# [Document excerpt]
◆ ◆ ◆ ◆

Let $ \Omega$ be an open bounded domain with a boundary $ \partial\Omega$ . Consider the following Neumann eigenvalue problem for Laplacian: find $ (\phi_n,\lambda_n)\in H^1(\Omega)\times \mathbb{R}$ \begin{align*} -\Delta \phi_n& = \lambda_n \phi_n\quad \mbox{in }\Omega,\ \frac{\partial \phi_n}{\partial \nu} & = 0 \quad \mbox{on }\partial\Omega. \end{align*}

Now by spectral theory (see the notes at here https://faculty.math.illinois.edu/~laugesen/595Lectures.pdf), it is known that the sequence of eigenfunctions $ \phi_n$ (ordered nondecreasingly by the eigenvalues, with multiplicity counted) can be taken to be a complete orthonormal basis in $ L^2(\Omega)$ , and also forms a complete orthogonal basis in $ H^1(\Omega)$ . Thus any function $ u\in H^1(\Omega)$ can be expanded into \begin{equation*} u = \sum_{n=1}^\infty (u,\phi_n)_{L^2(\Omega)}\phi_n\quad \mbox{in } L^2(\Omega), \end{equation*} and this expansion holds also in $ H^1(\Omega)$ , since $ u\in H^1(\Omega)$ by assumption.

◆ ◆ ◆ ◆

# [Stored records]
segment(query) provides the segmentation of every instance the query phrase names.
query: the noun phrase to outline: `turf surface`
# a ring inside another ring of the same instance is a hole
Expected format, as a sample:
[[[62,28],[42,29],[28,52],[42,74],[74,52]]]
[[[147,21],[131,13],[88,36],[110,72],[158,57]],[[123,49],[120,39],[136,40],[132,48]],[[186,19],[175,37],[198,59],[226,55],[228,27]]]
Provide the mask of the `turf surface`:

◆ ◆ ◆ ◆

# [The exercise]
Carry the Neumann eigenvalue excerpt forward from its last sentence. The data above has no connection to the Neumann eigenvalue excerpt.

# [Exercise result]
I am puzzled over the fact that all the eigenfunctions $ \phi_n$ have zero Neumann boundary condition, so any $ n$ -term truncation $ u_n$ $ $ u_n = \sum_{i=1}^n(u,\phi_n)_{L^2(\Omega)}\phi_n $ $ has a zero Neumann boundary condition. However, a function $ u$ in $ H^1(\Omega)$ may not have a zero Neumann boundary condition. How shall one understand the convergence in $ H^1(\Omega)$ ?